## [Records shown]
■ ■ ■
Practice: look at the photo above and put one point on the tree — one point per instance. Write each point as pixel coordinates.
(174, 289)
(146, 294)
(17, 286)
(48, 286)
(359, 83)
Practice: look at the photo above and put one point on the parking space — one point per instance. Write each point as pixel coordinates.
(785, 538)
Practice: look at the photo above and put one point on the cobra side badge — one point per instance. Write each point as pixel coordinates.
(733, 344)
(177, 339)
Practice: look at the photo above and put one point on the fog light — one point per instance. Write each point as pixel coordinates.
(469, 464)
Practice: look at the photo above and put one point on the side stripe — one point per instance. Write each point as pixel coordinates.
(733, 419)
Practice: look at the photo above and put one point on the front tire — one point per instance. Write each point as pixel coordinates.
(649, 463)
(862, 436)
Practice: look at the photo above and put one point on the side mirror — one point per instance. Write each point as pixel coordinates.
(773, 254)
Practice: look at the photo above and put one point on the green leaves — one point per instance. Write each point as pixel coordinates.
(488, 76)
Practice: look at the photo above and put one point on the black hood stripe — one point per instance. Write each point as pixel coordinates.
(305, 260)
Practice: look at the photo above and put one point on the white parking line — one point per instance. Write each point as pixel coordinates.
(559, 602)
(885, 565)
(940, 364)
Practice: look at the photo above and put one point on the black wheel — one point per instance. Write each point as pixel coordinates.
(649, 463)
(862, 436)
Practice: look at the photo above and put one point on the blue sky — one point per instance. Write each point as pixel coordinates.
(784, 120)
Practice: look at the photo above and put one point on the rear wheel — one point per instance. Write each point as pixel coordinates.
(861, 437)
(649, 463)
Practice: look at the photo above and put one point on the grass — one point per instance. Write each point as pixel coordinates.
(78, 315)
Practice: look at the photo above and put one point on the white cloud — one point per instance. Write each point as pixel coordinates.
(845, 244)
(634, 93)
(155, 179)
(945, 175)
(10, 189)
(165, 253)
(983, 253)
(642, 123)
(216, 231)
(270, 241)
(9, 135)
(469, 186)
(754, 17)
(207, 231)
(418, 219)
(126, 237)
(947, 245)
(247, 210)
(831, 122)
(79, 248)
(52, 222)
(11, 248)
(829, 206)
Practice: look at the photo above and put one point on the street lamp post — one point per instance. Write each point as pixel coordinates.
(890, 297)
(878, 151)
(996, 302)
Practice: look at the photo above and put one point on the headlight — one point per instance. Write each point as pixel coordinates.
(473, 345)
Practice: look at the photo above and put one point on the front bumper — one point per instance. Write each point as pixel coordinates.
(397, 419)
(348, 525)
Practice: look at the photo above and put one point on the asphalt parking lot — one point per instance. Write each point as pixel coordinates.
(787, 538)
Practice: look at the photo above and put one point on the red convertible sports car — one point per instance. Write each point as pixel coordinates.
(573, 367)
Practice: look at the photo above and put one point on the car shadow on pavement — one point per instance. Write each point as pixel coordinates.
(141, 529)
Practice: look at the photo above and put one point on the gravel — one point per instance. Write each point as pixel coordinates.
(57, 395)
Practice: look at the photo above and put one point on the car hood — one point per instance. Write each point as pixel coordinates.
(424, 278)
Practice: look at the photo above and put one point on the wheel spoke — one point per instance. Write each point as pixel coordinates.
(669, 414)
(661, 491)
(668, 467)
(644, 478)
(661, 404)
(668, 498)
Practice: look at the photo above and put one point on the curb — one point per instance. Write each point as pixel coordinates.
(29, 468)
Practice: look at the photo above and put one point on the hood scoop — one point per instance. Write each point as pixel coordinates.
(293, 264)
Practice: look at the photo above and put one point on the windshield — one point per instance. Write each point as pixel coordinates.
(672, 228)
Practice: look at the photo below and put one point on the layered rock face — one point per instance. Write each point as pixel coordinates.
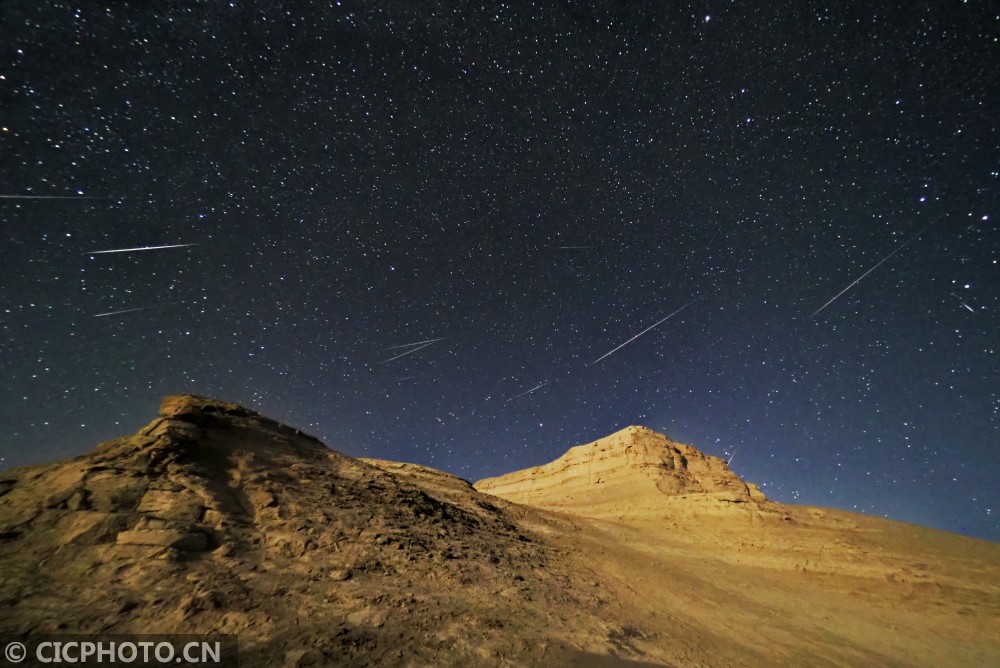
(214, 519)
(635, 470)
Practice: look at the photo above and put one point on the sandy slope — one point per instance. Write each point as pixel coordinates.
(215, 519)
■ ■ ■
## [Exercise goal]
Write out the records above, beginning at the line that contains "Practice: look at the photo below" and ending with the last line of the records. Omit the pictures.

## [Finished exercise]
Practice: look at the photo below and put one point on the layered rock face — one point per instance. Write each point as pixel coordinates.
(214, 519)
(635, 470)
Practice: look at the photo above and put one point on the sandy slope — one point per instance. Write each point as pixel coordinates.
(215, 519)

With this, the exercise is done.